[[ Data supplied open ]]

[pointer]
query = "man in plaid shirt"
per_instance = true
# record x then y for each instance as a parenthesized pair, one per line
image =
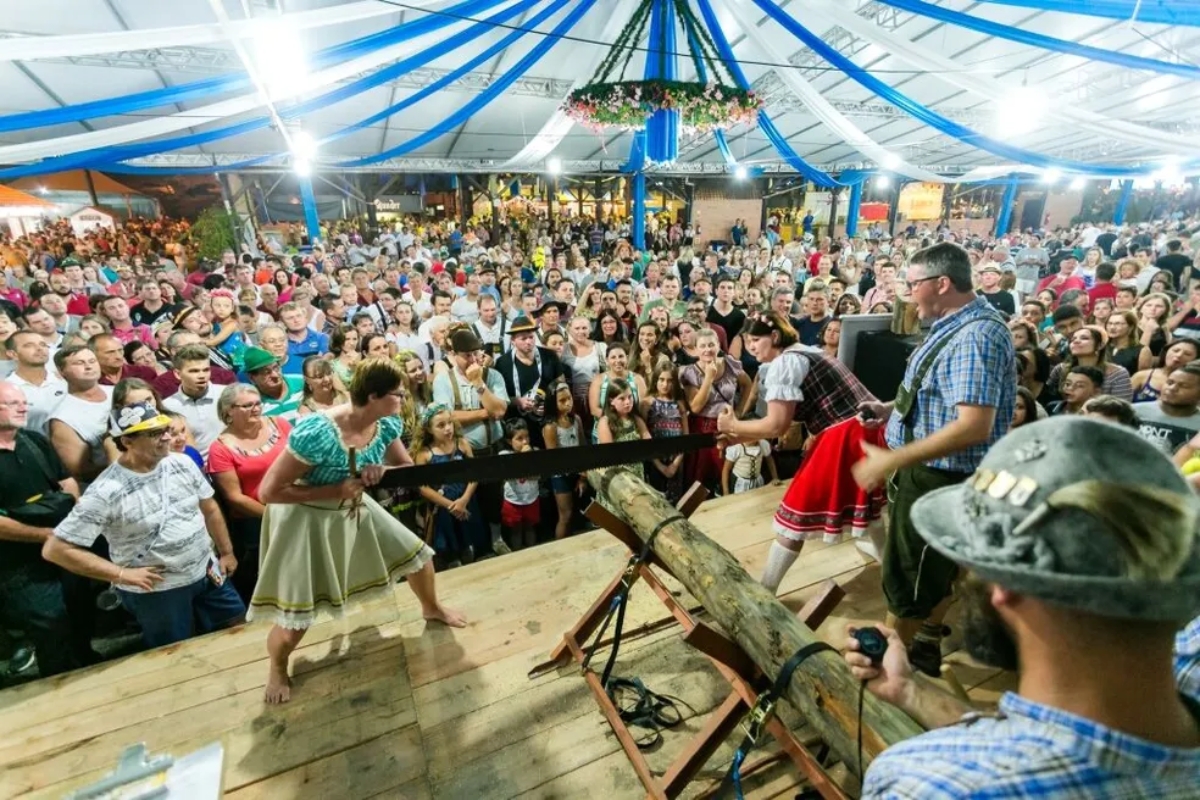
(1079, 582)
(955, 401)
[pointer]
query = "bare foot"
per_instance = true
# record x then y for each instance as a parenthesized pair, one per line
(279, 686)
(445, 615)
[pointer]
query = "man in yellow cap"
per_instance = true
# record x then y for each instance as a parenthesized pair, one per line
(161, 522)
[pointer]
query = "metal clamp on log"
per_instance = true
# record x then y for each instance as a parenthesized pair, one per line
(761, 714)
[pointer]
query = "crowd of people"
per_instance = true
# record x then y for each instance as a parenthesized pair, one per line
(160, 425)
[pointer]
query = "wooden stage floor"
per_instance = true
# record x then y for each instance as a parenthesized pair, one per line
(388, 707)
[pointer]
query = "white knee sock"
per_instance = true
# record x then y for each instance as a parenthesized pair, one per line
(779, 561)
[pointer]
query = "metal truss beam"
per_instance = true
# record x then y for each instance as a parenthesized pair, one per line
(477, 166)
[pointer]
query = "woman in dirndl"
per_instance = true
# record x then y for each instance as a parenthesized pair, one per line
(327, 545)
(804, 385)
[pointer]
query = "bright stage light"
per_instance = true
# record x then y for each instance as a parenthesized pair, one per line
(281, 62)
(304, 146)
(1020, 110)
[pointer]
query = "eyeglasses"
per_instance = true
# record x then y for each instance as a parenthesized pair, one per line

[[ Data supplied closed ]]

Your answer should be every line from the material above in which the word "metal" appears.

query = "metal clamp on log"
query = "metal truss beam"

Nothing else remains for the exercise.